Exercise task A
Pull out every line in the records that contains the string "hilltop".
Exercise task B
Extend the passage on the Amended 2013 Plan's stock award rules, starting where it ends.

On December 1, 2020, the board approved an amendment to the 2013 Plan to reserve an additional 750,000 shares of our common stock to be used exclusively for the grant of inducement awards in compliance with Nasdaq Listing Rule 5635 (c)(4).
Repricing; Cancellation and Re-Grant of Stock Awards
Under the Amended 2013 Plan, the Plan Administrator does not have the authority to reprice any outstanding stock option or SAR by reducing the exercise or strike price of the stock option or SAR or to cancel any outstanding stock option or SAR that has an exercise or strike price greater than the then-current fair market value of our common stock in exchange for cash or other stock awards without obtaining the approval of the stockholders. Such approval must be obtained within 12 months prior to such repricing or cancellation and re-grant event.
Minimum Vesting Requirements
Under the Amended 2013 Plan, except with respect to inducement awards and subject to the provisions of the Amended 2013 Plan relating to treatment of stock awards in connection with a change in control, no stock option or SAR and effective for grants on or after June 11, 2021, no other Award (including an Award that that is a performance compensation award or otherwise vests based on performance goals) will vest (or, if applicable, be exercisable) until at least 12 months following the date of grant of the award; provided, however, that up to 5% of the Share Reserve (excluding inducement shares) may be subject to stock options or SARs which do not meet such vesting (and, if applicable, exercisability) requirements. The foregoing restriction does not apply to the Board’s discretion to provide for accelerated exercisability or vesting of any Award, including in cases of retirement, death, disability or a change in control, in the terms of the Award or otherwise.

Provided data
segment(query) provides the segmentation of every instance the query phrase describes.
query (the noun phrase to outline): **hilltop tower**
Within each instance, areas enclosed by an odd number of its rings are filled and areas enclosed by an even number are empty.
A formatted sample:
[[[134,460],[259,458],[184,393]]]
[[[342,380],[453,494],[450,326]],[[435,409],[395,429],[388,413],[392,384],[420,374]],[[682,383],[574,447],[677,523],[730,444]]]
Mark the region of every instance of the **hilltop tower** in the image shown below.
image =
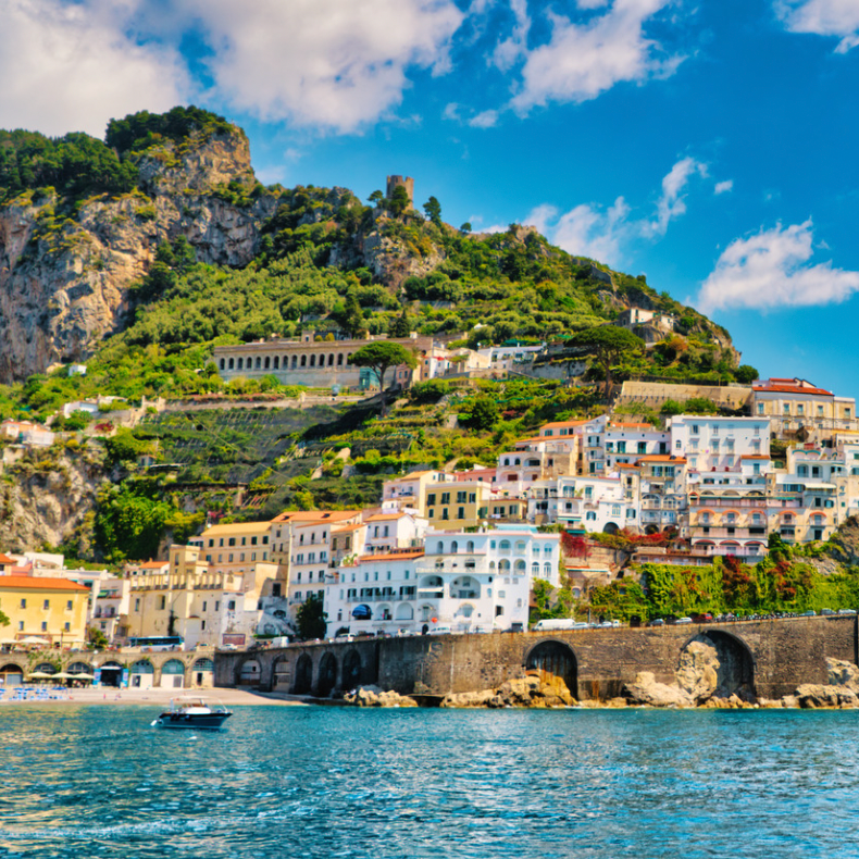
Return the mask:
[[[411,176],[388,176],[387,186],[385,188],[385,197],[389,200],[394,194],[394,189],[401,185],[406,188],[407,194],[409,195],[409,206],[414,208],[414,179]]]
==
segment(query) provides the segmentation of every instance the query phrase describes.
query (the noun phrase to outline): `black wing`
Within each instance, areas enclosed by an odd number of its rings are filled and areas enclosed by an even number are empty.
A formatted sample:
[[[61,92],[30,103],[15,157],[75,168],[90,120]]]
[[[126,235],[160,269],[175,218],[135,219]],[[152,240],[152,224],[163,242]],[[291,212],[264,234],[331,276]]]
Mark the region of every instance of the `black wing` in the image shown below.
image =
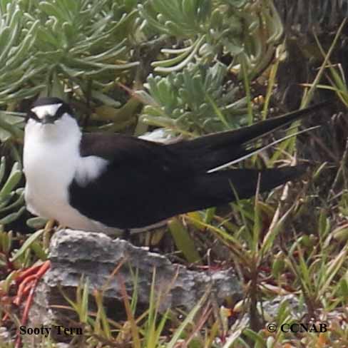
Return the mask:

Right answer A
query (the noun phrase to outline): **hilltop tower**
Mark the region of every instance of the **hilltop tower** in the image shown below.

Right answer B
Stock Options
Stock options may be granted under the Amended 2013 Plan pursuant to stock option award agreements. The Amended 2013 Plan permits the grant of stock options that are intended to qualify as ISOs and NSOs.
The exercise price of a stock option granted under the Amended 2013 Plan may generally not be less than 100% of the fair market value of our common stock subject to the stock option on the date of grant and, in some cases (see “Limitations on Incentive Stock Options” below), may not be less than 110% of such fair market value.
The term of stock options granted under the Amended 2013 Plan may not exceed ten years and, in some cases (see “Limitations on Incentive Stock Options” below), may not exceed five years. Except as otherwise provided in a participant’s stock option award agreement or in an employment agreement with us or one of our affiliates, if a participant’s service relationship with us or any of our affiliates (referred to in this Proposal 3 as “continuous service”) terminates (other than for cause and other than upon the participant’s death or disability), the participant may exercise any vested stock options for up to three months following the participant’s termination of continuous service. Except as otherwise provided in a participant’s stock option award agreement or employment agreement with us or one of our affiliates, if a participant’s continuous service terminates due to the participant’s disability or death, the participant, or his or her beneficiary, as applicable, may exercise any vested stock options for up to 12 months following the participant’s termination. Except as explicitly provided otherwise in a participant’s stock option award agreement or employment agreement with us or one of our affiliates, if a participant’s continuous service is terminated for cause (as defined in the Amended 2013 Plan), all stock options held by the participant will terminate upon the participant’s termination of continuous service and the participant will be prohibited from exercising any stock option from and after such termination date. A participant’s stock option award agreement may provide that the term of a stock option shall be extended if the exercise of the stock option following the participant’s termination of continuous service for any reason would violate the registration requirements under the Securities Act or any other state or federal securities law or rules of any securities exchange or interdealer quotation system. In no event, however, may a stock option be exercised after its original expiration date.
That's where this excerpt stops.